→ **MATERIAL TO PROCESS**:
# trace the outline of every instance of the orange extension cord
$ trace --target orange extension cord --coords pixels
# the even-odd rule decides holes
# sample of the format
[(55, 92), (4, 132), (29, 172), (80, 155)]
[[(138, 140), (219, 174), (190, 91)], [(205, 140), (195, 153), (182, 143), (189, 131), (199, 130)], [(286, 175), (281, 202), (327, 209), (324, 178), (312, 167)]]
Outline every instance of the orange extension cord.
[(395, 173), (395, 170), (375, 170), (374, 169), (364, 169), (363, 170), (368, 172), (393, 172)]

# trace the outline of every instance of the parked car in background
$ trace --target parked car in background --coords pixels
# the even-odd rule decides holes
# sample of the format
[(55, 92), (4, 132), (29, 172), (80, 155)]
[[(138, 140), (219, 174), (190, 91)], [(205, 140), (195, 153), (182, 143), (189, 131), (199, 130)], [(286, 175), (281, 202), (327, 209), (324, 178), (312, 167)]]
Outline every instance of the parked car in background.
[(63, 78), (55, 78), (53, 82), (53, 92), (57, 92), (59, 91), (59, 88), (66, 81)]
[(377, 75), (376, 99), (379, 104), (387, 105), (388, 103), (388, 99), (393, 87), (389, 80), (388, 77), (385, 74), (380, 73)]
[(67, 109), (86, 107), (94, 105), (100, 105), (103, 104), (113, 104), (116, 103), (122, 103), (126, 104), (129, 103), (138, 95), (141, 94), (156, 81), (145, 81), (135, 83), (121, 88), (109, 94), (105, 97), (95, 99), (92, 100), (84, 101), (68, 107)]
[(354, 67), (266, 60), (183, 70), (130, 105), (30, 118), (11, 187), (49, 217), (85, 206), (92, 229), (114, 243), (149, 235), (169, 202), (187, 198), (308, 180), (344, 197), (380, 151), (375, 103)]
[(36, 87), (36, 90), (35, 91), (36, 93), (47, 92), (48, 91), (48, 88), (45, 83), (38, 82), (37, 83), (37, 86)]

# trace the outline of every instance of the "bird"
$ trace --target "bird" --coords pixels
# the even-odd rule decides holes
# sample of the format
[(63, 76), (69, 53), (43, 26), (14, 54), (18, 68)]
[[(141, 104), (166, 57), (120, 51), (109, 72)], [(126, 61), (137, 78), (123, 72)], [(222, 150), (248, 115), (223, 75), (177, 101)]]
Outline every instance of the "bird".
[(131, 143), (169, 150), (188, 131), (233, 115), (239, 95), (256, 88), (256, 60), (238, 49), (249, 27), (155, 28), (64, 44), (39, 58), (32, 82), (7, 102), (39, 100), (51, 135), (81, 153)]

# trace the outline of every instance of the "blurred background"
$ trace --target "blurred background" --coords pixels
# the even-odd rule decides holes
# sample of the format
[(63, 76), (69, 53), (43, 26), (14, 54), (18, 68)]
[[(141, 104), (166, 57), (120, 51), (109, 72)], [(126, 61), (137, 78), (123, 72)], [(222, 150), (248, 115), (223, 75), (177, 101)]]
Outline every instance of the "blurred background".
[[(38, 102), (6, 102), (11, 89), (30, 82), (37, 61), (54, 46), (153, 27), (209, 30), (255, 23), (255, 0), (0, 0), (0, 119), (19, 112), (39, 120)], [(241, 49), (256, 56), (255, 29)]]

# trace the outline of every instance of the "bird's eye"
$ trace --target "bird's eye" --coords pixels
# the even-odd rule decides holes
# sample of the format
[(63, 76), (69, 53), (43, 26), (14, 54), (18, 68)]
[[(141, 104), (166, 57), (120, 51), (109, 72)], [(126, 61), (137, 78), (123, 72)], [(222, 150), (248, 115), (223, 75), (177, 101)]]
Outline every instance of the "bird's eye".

→ **TASK REQUIREMENTS**:
Lay out every line of the records above as a Markdown table with the columns Number and Entry, one line per row, numbered in order. Leave out the blank lines.

→ **TASK RESPONSE**:
| Number | Entry |
|---|---|
| 1 | # trace the outline of every instance of the orange extension cord |
| 2 | $ trace --target orange extension cord --coords pixels |
| 3 | # the even-odd rule decides holes |
| 4 | # sample of the format |
| 5 | [(55, 92), (4, 132), (29, 172), (80, 155)] |
| 6 | [[(138, 140), (219, 174), (190, 91)], [(205, 140), (195, 153), (182, 143), (189, 131), (199, 130)], [(286, 175), (281, 202), (327, 209), (324, 178), (312, 167)]] |
| 7 | Outline every instance of the orange extension cord. |
| 8 | [(395, 173), (395, 170), (375, 170), (374, 169), (364, 169), (363, 170), (368, 172), (393, 172)] |
| 9 | # trace the outline of every instance of the parked car in background |
| 10 | $ trace --target parked car in background --coords pixels |
| 11 | # the even-odd rule decides holes |
| 12 | # sample of the format |
| 13 | [(55, 92), (4, 132), (29, 172), (80, 155)] |
| 14 | [[(138, 140), (219, 174), (190, 91)], [(205, 140), (195, 153), (182, 143), (189, 131), (199, 130)], [(286, 175), (281, 202), (327, 209), (324, 178), (312, 167)]] |
| 15 | Outline every instance of the parked car in background. |
| 16 | [(63, 78), (55, 78), (53, 82), (53, 92), (57, 92), (59, 91), (59, 88), (66, 81)] |
| 17 | [(377, 75), (376, 99), (379, 104), (387, 105), (388, 103), (388, 99), (393, 87), (389, 80), (388, 77), (385, 74), (380, 73)] |
| 18 | [(67, 109), (86, 107), (94, 105), (100, 105), (103, 104), (113, 104), (116, 103), (122, 103), (126, 104), (129, 103), (138, 95), (141, 94), (156, 81), (145, 81), (135, 83), (121, 88), (109, 94), (105, 97), (95, 99), (92, 100), (84, 101), (68, 107)] |
| 19 | [(354, 67), (266, 60), (183, 70), (130, 105), (30, 118), (11, 187), (49, 217), (85, 206), (92, 229), (114, 243), (149, 235), (169, 202), (187, 198), (308, 180), (344, 197), (380, 151), (375, 103)] |
| 20 | [(36, 87), (36, 90), (35, 91), (36, 93), (47, 92), (48, 91), (48, 88), (45, 83), (38, 82), (37, 83), (37, 86)] |
| 21 | # trace the outline of every instance of the "bird" |
| 22 | $ trace --target "bird" --coords pixels |
| 23 | # the even-odd rule decides holes |
| 24 | # sample of the format |
| 25 | [(63, 76), (69, 53), (43, 26), (14, 54), (18, 68)] |
| 26 | [[(141, 104), (166, 57), (120, 51), (109, 72)], [(126, 61), (137, 78), (123, 72)], [(222, 150), (248, 115), (223, 75), (177, 101)]] |
| 27 | Outline every instance of the "bird". |
| 28 | [(131, 143), (169, 150), (188, 131), (233, 115), (239, 95), (256, 88), (256, 60), (238, 49), (249, 27), (155, 28), (64, 44), (39, 58), (32, 82), (7, 102), (39, 100), (51, 135), (81, 153)] |
| 29 | # trace the outline of every instance of the "blurred background" |
| 30 | $ trace --target "blurred background" --coords pixels |
| 31 | # the even-odd rule decides holes |
| 32 | # sample of the format |
| 33 | [(63, 76), (69, 53), (43, 26), (14, 54), (18, 68)] |
| 34 | [[(141, 104), (166, 57), (120, 51), (109, 72)], [(126, 61), (137, 78), (123, 72)], [(222, 150), (248, 115), (223, 75), (177, 101)]] |
| 35 | Outline every instance of the "blurred background". |
| 36 | [[(38, 102), (6, 102), (11, 89), (30, 82), (37, 61), (54, 46), (153, 27), (209, 30), (255, 23), (255, 0), (0, 0), (0, 119), (19, 112), (39, 120)], [(241, 49), (256, 56), (255, 29)]] |
| 37 | # trace the outline of every instance of the "bird's eye" |
| 38 | $ trace --target "bird's eye" --coords pixels |
| 39 | # the even-odd rule decides holes |
| 40 | # sample of the format |
| 41 | [(63, 76), (69, 53), (43, 26), (14, 54), (18, 68)] |
| 42 | [[(141, 104), (166, 57), (120, 51), (109, 72)], [(126, 61), (137, 78), (123, 72)], [(222, 150), (248, 115), (223, 75), (177, 101)]] |
| 43 | Outline every instance of the "bird's eye". |